### To be done
Images embedded in the records are excluded; print everything else exactly as given.

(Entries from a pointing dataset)

%%

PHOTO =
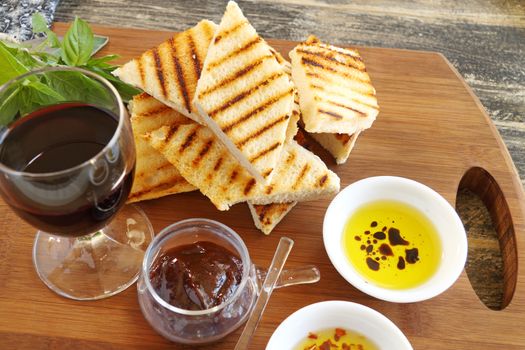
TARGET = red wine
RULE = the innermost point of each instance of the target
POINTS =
(75, 185)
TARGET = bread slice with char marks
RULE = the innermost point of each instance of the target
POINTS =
(266, 217)
(335, 91)
(244, 95)
(154, 176)
(206, 163)
(339, 145)
(170, 71)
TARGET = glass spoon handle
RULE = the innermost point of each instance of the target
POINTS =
(290, 277)
(279, 259)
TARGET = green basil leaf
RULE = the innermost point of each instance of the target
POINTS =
(11, 67)
(47, 58)
(9, 102)
(75, 86)
(126, 91)
(77, 44)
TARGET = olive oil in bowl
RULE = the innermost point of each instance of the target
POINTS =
(392, 245)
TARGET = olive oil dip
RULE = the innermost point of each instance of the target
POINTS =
(392, 244)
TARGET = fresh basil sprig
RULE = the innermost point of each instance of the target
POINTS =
(54, 87)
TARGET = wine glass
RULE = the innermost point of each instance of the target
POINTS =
(66, 168)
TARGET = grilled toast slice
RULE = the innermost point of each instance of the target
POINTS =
(335, 91)
(244, 95)
(154, 176)
(266, 217)
(206, 163)
(339, 145)
(170, 71)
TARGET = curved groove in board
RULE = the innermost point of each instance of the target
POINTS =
(481, 182)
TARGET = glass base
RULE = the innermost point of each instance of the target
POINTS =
(97, 265)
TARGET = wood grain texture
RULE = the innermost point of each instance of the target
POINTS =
(484, 40)
(443, 145)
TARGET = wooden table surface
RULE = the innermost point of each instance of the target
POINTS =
(484, 40)
(31, 316)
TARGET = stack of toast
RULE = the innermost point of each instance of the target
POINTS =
(220, 113)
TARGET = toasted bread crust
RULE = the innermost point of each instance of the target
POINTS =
(205, 162)
(170, 71)
(244, 95)
(154, 176)
(335, 91)
(266, 217)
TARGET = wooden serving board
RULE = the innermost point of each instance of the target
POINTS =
(431, 128)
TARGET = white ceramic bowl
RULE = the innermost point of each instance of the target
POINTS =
(338, 314)
(429, 202)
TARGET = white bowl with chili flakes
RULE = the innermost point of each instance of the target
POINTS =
(341, 315)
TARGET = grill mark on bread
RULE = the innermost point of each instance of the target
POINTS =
(235, 76)
(202, 153)
(322, 180)
(234, 174)
(218, 163)
(234, 53)
(249, 186)
(344, 138)
(330, 58)
(331, 114)
(261, 107)
(239, 97)
(153, 112)
(265, 151)
(267, 172)
(228, 32)
(194, 55)
(300, 177)
(169, 134)
(140, 67)
(209, 32)
(160, 71)
(180, 75)
(164, 166)
(188, 141)
(291, 158)
(262, 130)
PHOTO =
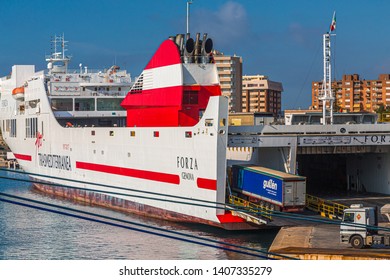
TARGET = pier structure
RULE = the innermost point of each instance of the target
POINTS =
(355, 157)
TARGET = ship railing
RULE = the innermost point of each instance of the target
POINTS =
(250, 207)
(325, 208)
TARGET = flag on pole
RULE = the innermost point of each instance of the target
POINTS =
(333, 24)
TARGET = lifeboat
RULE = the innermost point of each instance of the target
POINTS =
(18, 93)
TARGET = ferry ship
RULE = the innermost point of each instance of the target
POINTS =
(155, 147)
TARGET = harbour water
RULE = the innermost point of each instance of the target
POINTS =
(27, 233)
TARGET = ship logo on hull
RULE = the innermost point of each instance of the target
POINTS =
(187, 163)
(55, 161)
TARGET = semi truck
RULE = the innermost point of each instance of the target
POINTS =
(359, 227)
(269, 188)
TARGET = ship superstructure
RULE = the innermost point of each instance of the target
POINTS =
(170, 142)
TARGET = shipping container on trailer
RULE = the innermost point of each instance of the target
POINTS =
(283, 191)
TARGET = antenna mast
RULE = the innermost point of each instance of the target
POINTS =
(327, 94)
(188, 15)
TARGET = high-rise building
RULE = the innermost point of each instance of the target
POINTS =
(354, 95)
(259, 94)
(230, 73)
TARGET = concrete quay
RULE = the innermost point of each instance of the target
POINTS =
(322, 242)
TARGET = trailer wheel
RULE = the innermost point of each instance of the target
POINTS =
(357, 242)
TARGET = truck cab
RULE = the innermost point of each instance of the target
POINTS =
(359, 226)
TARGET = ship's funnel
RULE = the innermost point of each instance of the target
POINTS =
(189, 50)
(207, 45)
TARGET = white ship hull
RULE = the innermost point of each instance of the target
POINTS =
(176, 173)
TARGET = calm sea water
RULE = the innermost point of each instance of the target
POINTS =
(34, 234)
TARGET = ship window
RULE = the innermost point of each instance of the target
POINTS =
(62, 104)
(208, 122)
(190, 97)
(84, 104)
(13, 128)
(109, 104)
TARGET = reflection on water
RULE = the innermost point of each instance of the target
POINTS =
(34, 234)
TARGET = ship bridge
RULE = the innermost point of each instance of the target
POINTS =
(342, 157)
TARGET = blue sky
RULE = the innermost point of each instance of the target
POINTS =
(277, 38)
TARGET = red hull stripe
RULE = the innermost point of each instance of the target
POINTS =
(136, 173)
(23, 157)
(229, 218)
(207, 184)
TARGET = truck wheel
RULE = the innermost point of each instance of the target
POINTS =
(357, 242)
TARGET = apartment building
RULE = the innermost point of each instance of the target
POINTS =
(230, 73)
(259, 94)
(353, 94)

%%

### Complete response
PHOTO =
TARGET = red wine
RULE = the innermost point of each instance of the target
POINTS =
(75, 185)
TARGET = bread slice with char marks
RULE = the innermost point of each instance of the target
POINTS =
(266, 217)
(335, 91)
(244, 95)
(154, 176)
(206, 163)
(339, 145)
(170, 71)
TARGET = glass spoon handle
RULE = the innermost point of each instance of the target
POINTS =
(290, 277)
(279, 259)
TARGET = green basil leaf
RULE = the innermost point of each instance of the target
POINTS =
(11, 67)
(47, 58)
(9, 102)
(75, 86)
(126, 91)
(77, 44)
TARGET = olive oil in bowl
RULE = the innermost point of each instance of the target
POINTS =
(392, 245)
TARGET = olive oil dip
RULE = the innermost point of each instance of the target
POINTS =
(392, 244)
TARGET = fresh basil sprig
RULE = the innermost point of each instance of the target
POINTS =
(54, 87)
TARGET = wine glass
RULE = the innermost point of each instance of the target
POINTS =
(66, 168)
TARGET = grilled toast slice
RULE = the innermost point of each instance of the target
POINTS =
(335, 91)
(244, 95)
(154, 176)
(266, 217)
(206, 163)
(339, 145)
(170, 71)
TARGET = curved groove in board
RULE = the innermost point of each instance of the target
POINTS =
(481, 182)
TARGET = glass base
RULE = the innermost point of each instance of the target
POINTS =
(97, 265)
TARGET = wood grain texture
RULE = the innermost point of each instance of the target
POINTS =
(484, 40)
(443, 145)
TARGET = wooden table surface
RULE = the innermost point of each instance of the target
POINTS =
(484, 40)
(31, 316)
TARGET = stack of toast
RULE = the innermost point of each instance of the target
POINTS =
(220, 113)
TARGET = toasted bread crust
RULE = the innermost point of each instance of the target
POINTS =
(205, 162)
(170, 71)
(244, 95)
(154, 176)
(335, 91)
(266, 217)
TARGET = wooden serving board
RULE = the innermost point of each instance of the target
POINTS =
(431, 128)
TARGET = white ceramic bowl
RULE = the innermost point of each instance of the target
POINTS =
(338, 314)
(429, 202)
TARGET = white bowl with chili flakes
RULE = the innermost point of each instance of the target
POINTS =
(341, 315)
TARGET = grill mark on bread
RULE = the innermost point of each instance of the target
POINTS =
(235, 76)
(202, 153)
(322, 180)
(234, 174)
(218, 163)
(234, 53)
(249, 186)
(344, 138)
(330, 58)
(331, 114)
(261, 107)
(239, 97)
(153, 112)
(265, 151)
(267, 172)
(228, 32)
(194, 55)
(300, 177)
(169, 134)
(140, 67)
(209, 32)
(160, 71)
(180, 75)
(164, 166)
(188, 141)
(291, 158)
(262, 130)
PHOTO =
TARGET = pier structure
RULE = the innermost point of each instance of the target
POINTS =
(355, 157)
TARGET = ship railing
RULE = the innermost point of each instance of the target
POINTS =
(250, 207)
(325, 208)
TARGET = flag on pole
RULE = the innermost point of each instance of the target
POINTS =
(333, 24)
TARGET = lifeboat
RULE = the innermost point of each instance of the target
POINTS =
(18, 93)
TARGET = ferry ship
RULE = the innermost point of each instance of the target
POINTS =
(155, 147)
TARGET = harbour water
RULE = the innermost point of each instance of the target
POINTS =
(27, 233)
TARGET = ship logo on hull
RULE = the innermost point of each instance of the target
POINTS =
(187, 163)
(55, 161)
TARGET = semi truck
RULE = the innermost point of each instance of the target
POINTS =
(359, 227)
(269, 188)
TARGET = ship superstructure
RULE = the innermost point of each instance of the target
POINTS =
(170, 142)
TARGET = shipping container on trailer
RULE = the innermost point of each instance of the target
POINTS =
(283, 191)
TARGET = antenna mast
RULE = the innermost point of each instance of the target
POINTS =
(327, 94)
(188, 15)
TARGET = high-rise building
RULE = the innermost point of each instance of the target
POINTS =
(354, 95)
(259, 94)
(230, 73)
TARGET = concrete quay
RULE = the innermost point of each instance of the target
POINTS =
(322, 242)
TARGET = trailer wheel
RULE = the innermost point of each instance of the target
POINTS =
(357, 242)
TARGET = truck cab
RULE = the innermost point of each instance of the target
POINTS =
(359, 226)
TARGET = ship's funnel
RULE = the innermost point of each instance of the target
POINTS =
(189, 50)
(207, 45)
TARGET = white ship hull
RULE = the innermost point of each instance of the target
POINTS =
(176, 173)
TARGET = calm sea water
RULE = the innermost point of each instance of the target
POINTS =
(34, 234)
TARGET = ship window
RULE = the innermost point of each instance of the target
POINTS =
(62, 104)
(208, 122)
(190, 97)
(84, 104)
(13, 128)
(109, 104)
TARGET = reflection on water
RULE = the innermost point of each instance of the target
POINTS =
(34, 234)
TARGET = ship bridge
RULE = the innermost point of each instance of the target
POINTS =
(342, 157)
TARGET = blue sky
RULE = the innermost point of each instance of the target
POINTS =
(277, 38)
TARGET = red hull stripe
RULE = the innermost point of each instance of the target
POINTS =
(136, 173)
(23, 157)
(229, 218)
(207, 184)
TARGET = truck wheel
RULE = the innermost point of each instance of the target
POINTS =
(357, 242)
TARGET = apartment building
RULE = the innermost point of each instance of the target
POINTS =
(230, 73)
(259, 94)
(353, 94)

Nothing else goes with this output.